#### [What is expected]
Restate all the lines below word for word, but omit the pictures.
--------------------------------
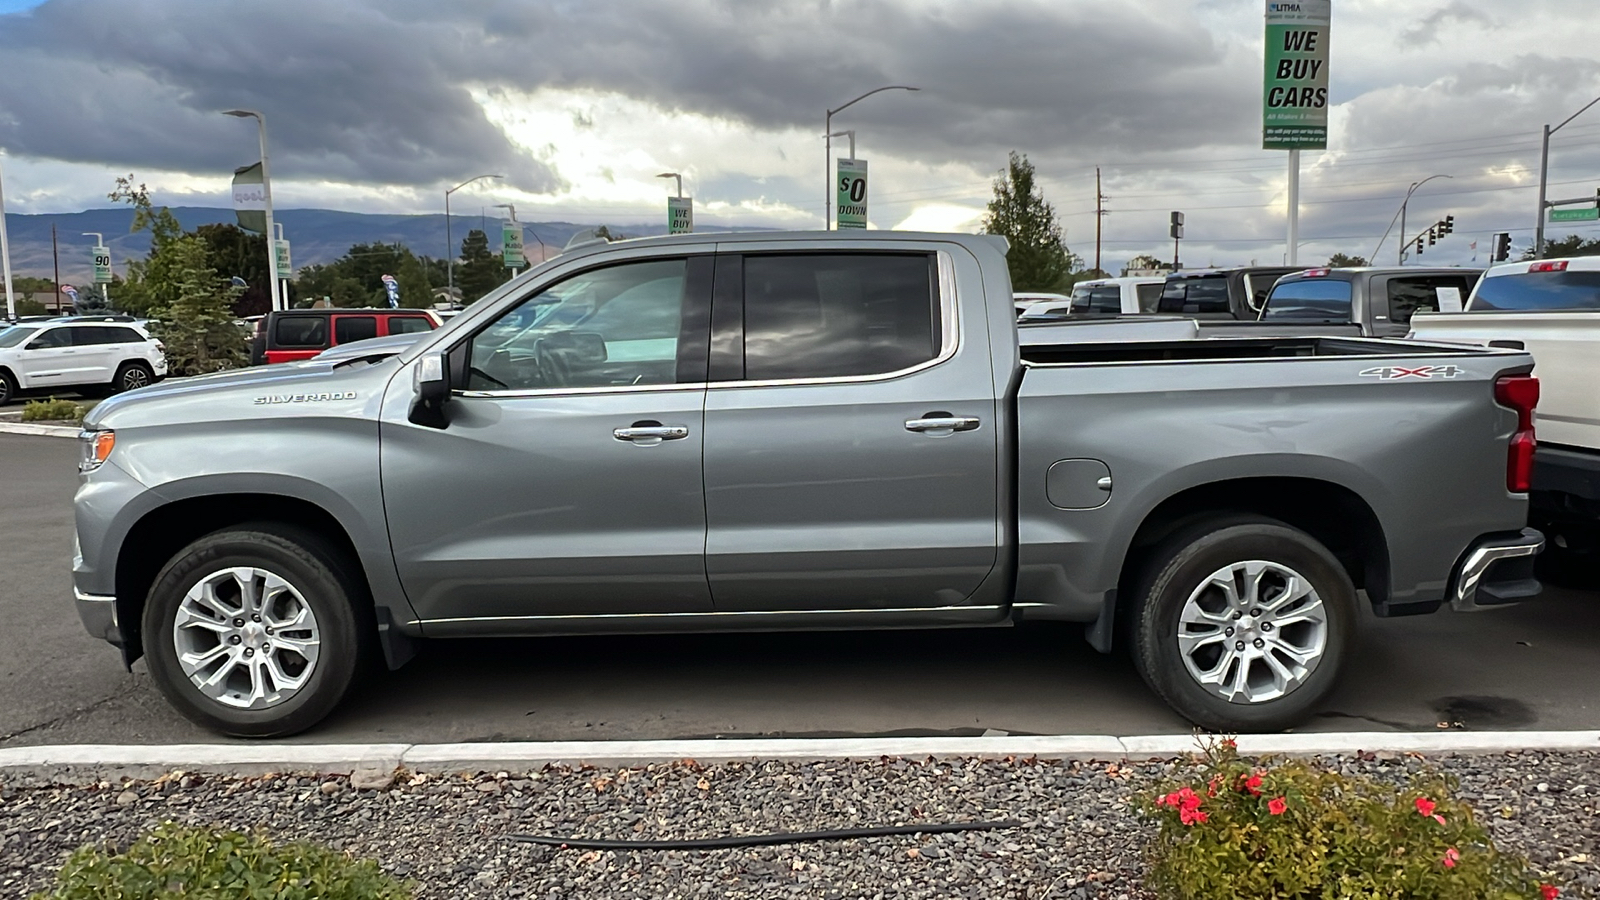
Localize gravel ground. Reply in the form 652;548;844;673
2;751;1597;899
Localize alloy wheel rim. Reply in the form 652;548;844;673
124;368;150;388
172;566;321;710
1176;559;1328;705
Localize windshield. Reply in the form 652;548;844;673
0;326;40;348
1471;270;1600;311
1262;279;1353;322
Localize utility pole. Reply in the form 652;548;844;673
1170;211;1185;270
1094;167;1107;275
1535;94;1600;258
51;223;61;314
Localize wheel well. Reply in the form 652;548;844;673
114;494;364;663
1121;477;1390;609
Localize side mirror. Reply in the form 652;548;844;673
408;351;450;429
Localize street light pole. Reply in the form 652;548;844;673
0;155;18;322
1535;94;1600;258
446;174;502;300
223;110;280;311
656;172;683;198
1397;174;1452;265
825;85;918;230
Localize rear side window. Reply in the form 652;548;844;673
1472;271;1600;311
1262;279;1353;322
1069;285;1094;314
275;316;327;348
67;326;113;345
1158;276;1231;315
1087;286;1121;313
388;316;433;335
334;316;379;344
1385;275;1475;324
1135;283;1163;312
742;254;937;381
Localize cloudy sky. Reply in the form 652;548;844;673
1;0;1598;270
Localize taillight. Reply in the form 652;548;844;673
1494;374;1539;492
1528;260;1568;273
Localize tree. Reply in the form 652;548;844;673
144;236;247;375
1522;234;1600;260
1327;253;1369;267
194;223;272;316
108;175;187;317
982;152;1075;291
456;229;502;303
13;297;48;315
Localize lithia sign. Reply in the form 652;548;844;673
1263;0;1331;150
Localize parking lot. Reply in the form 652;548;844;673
4;430;1597;748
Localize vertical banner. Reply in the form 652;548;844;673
231;162;267;233
92;246;112;284
381;273;399;308
668;196;694;234
835;158;868;229
501;221;525;267
274;239;291;274
1263;0;1331;150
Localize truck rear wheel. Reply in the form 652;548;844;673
141;524;364;737
1130;516;1355;733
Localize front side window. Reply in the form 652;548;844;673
465;258;687;391
334;316;379;344
1262;279;1353;322
1158;276;1231;314
742;253;937;381
26;328;71;350
1471;271;1600;311
1387;275;1474;324
275;316;327;348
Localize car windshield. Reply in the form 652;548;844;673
1261;279;1353;321
0;326;39;348
1471;270;1600;311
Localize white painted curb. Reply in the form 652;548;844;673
1;732;1595;781
0;421;79;438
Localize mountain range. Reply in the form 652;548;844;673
1;207;709;282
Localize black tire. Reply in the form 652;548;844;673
142;524;366;737
1129;515;1356;733
0;369;15;405
112;360;155;394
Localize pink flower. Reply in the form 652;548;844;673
1416;797;1437;818
1541;885;1560;900
1267;796;1288;816
1442;847;1460;869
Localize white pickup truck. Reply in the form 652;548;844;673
1410;256;1600;576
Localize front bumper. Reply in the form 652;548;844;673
1450;528;1544;612
75;587;122;645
--------------------------------
#### [Result for this task]
Localize gravel ground. Reply in the form 652;548;844;673
2;751;1597;899
Localize alloy wheel rim. Reply in the form 652;548;844;673
124;368;150;388
172;566;321;710
1176;559;1328;705
Localize windshield. Reply in the form 652;548;844;673
0;326;40;348
1471;270;1600;311
1262;279;1353;322
Localize utility pole. Reply in the form 652;548;844;673
1170;211;1185;270
1094;167;1107;275
1535;94;1600;258
51;223;61;314
Localize wheel well. Reply in the form 652;548;844;673
114;494;364;663
1121;477;1390;609
Localize side mirror. Reply in the form 652;548;844;673
408;351;450;429
Localize street light pole. Reply in the form 652;548;844;673
0;155;18;322
1535;94;1600;258
446;174;502;300
223;110;280;311
656;172;683;198
1397;174;1452;265
825;85;918;230
Localize rear side window. Reply in the form 652;548;844;673
1472;271;1600;311
1262;279;1353;322
1069;285;1094;314
275;316;327;348
67;326;113;345
1158;276;1231;315
1087;286;1121;313
388;316;433;335
334;316;379;344
1385;275;1475;324
1135;283;1163;312
742;254;937;381
Localize cloudy sky. Reply in the form 652;548;844;673
1;0;1598;270
Localize taillight. Reply in the form 652;548;844;673
1494;374;1539;492
1528;260;1568;273
Localize tree. Reply in the form 652;548;844;673
144;236;247;375
1522;234;1600;260
1327;253;1369;267
194;223;272;316
108;175;187;317
982;152;1075;291
456;229;502;303
13;297;48;315
Localize lithia sign. Reply in the form 652;548;844;673
1263;0;1331;150
Localize parking lot. Reply in the form 652;548;844;673
4;430;1597;748
Localize vertical banner. Reply in the form 652;548;844;673
231;162;267;233
92;246;112;284
381;273;399;308
668;196;694;234
835;158;868;229
501;221;525;267
274;239;291;274
1263;0;1331;150
Localize truck rear wheel. Reply in the form 652;548;844;673
141;524;364;737
1130;516;1355;733
Localize front side window. Reply in the form 652;548;844;673
465;258;687;391
334;316;379;344
1262;279;1353;322
1158;276;1231;314
742;253;937;381
26;328;71;350
1471;271;1600;311
1387;275;1474;324
275;316;327;348
Localize car windshield. Reply in the form 652;548;844;673
1261;279;1353;321
0;326;39;348
1471;270;1600;311
Localize white painted curb. Reply in the form 652;548;844;673
1;732;1595;781
0;421;79;438
Localize mountain range. Reply in the form 652;548;844;673
1;207;709;282
Localize black tire. Reply in the form 652;548;844;673
142;524;366;737
1129;515;1356;733
0;369;15;405
112;360;155;394
Localize pink flower. Reply in the form 652;548;844;673
1416;797;1437;818
1541;885;1560;900
1267;796;1288;816
1442;847;1460;869
Localize white pickup truck. Reply in the form 652;548;844;673
1410;256;1600;576
Localize front bumper. Reply in the form 652;548;844;673
1450;528;1544;612
75;587;122;645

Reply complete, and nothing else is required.